(Extracted data)
** begin **

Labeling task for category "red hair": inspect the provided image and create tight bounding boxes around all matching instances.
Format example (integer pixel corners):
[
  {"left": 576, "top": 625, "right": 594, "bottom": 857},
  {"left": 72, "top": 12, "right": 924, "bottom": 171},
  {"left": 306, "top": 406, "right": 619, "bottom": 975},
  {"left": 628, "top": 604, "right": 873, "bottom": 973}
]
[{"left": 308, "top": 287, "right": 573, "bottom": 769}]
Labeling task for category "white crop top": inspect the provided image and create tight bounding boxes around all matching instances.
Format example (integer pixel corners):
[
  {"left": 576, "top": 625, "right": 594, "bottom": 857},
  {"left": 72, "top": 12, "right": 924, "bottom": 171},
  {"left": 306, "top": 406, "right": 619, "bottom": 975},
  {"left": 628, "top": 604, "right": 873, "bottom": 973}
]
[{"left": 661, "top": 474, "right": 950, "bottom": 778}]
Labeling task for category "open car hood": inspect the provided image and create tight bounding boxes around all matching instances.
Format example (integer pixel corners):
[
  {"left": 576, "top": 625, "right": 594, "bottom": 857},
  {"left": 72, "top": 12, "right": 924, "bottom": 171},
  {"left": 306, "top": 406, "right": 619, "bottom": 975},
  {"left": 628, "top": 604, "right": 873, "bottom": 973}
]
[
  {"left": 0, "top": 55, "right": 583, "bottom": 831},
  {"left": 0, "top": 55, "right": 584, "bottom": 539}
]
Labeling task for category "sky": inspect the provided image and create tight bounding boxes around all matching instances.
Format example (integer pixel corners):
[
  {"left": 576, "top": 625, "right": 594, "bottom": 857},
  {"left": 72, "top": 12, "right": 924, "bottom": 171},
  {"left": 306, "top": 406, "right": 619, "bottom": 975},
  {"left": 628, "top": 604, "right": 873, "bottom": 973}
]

** end **

(To be done) Extract every line of the items above that contains the word "around", treating uppercase and lowercase as different.

(Correct result)
Labeling task for category "red hair": inspect the provided image and create tight bounding boxes around all matching instances.
Labeling task for category "white crop top": inspect the provided image and create tight bounding boxes around all matching instances.
Labeling task for category "open car hood": inspect the provided image and create tight bounding boxes around all matching instances.
Labeling task for category "sky": inspect the provided image and create tight bounding boxes around all matching instances.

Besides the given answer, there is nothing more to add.